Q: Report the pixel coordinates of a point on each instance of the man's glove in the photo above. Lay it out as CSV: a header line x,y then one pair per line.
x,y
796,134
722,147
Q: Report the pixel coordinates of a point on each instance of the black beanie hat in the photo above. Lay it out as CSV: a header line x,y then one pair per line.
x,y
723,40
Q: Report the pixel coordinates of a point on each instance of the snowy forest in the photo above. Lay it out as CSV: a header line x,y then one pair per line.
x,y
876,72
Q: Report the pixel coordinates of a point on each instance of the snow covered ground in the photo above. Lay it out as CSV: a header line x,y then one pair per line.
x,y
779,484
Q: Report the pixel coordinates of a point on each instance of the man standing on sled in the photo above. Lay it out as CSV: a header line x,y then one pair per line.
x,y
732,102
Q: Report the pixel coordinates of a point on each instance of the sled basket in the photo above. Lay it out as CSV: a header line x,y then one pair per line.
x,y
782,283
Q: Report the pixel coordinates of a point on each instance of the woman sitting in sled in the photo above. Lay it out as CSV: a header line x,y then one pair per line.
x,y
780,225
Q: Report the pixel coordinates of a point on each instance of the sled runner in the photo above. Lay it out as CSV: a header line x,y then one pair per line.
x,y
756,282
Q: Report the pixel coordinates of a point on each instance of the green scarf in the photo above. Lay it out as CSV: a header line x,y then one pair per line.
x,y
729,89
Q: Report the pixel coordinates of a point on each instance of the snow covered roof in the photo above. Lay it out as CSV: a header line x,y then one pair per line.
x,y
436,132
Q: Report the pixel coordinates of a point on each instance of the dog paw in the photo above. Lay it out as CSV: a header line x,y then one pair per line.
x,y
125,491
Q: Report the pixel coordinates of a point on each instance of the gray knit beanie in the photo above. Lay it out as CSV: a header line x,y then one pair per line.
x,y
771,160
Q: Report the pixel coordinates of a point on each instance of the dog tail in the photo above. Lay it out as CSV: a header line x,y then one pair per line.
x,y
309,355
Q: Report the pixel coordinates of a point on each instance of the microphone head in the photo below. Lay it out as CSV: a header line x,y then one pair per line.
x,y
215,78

◆ ◆ ◆ ◆ ◆

Please give all of the entries again, exactly as written.

Q: Report the pixel coordinates of a point on each instance of the man's glove in the photo above. Lay it out as CSV: a header line x,y then one pair per line.
x,y
796,134
722,147
Q: Report the pixel coordinates of a point on each instance of the black beanie hat in the photo above. Lay it out as CSV: a header line x,y then one pair per line.
x,y
723,40
Q: Report the pixel coordinates of a point on each instance of the snowy forest in the photo above. Lay it out as CSV: a header line x,y then one pair per line.
x,y
876,72
Q: Report the pixel coordinates of a point on each instance of the snow covered ground in the photo above. Lay it out as CSV: a header line x,y then one pair per line.
x,y
779,484
Q: Report the pixel coordinates of a point on each instance of the man standing on sled in the photo above. Lay it out as CSV: a header line x,y then one pair per line.
x,y
732,102
Q: Report the pixel coordinates of a point on each instance of the sled basket in the photo above. Lay it out as CSV: a header line x,y then one pair per line.
x,y
782,283
Q: Report the pixel coordinates of a point on each instance of the woman sitting in sled in the photo above. Lay it out as CSV: a header line x,y then one pair per line.
x,y
780,225
Q: Report the pixel coordinates of a point on each instance of the sled runner in the photo above. Lay it out as CSV: a header line x,y then one pair per line.
x,y
756,282
Q: Report the pixel coordinates of a point on each instance of the green scarf in the photo above. Lay it out as CSV: a header line x,y then one pair per line.
x,y
729,89
Q: Report the pixel coordinates of a point on each instance of the snow covered roof in the photo above. Lay it out as CSV: a header line x,y then one pair per line.
x,y
436,132
Q: Report the pixel coordinates of a point on each instance of the dog paw in the photo above. Lay it out as CSV: a header line x,y then one pair per line.
x,y
125,491
Q: Report the pixel coordinates of a point on each instance of the gray knit beanie in the photo above. Lay it out as CSV: a header line x,y then one pair per line.
x,y
771,160
Q: Report the pixel coordinates of a point on each instance of the dog tail in the photo above. Lay it out as CSV: a header line x,y then one pair per line.
x,y
309,355
Q: Report the pixel coordinates of a point on each instance of the microphone head in the photo below. Lay it out as CSV: a header line x,y then one pair per line.
x,y
215,78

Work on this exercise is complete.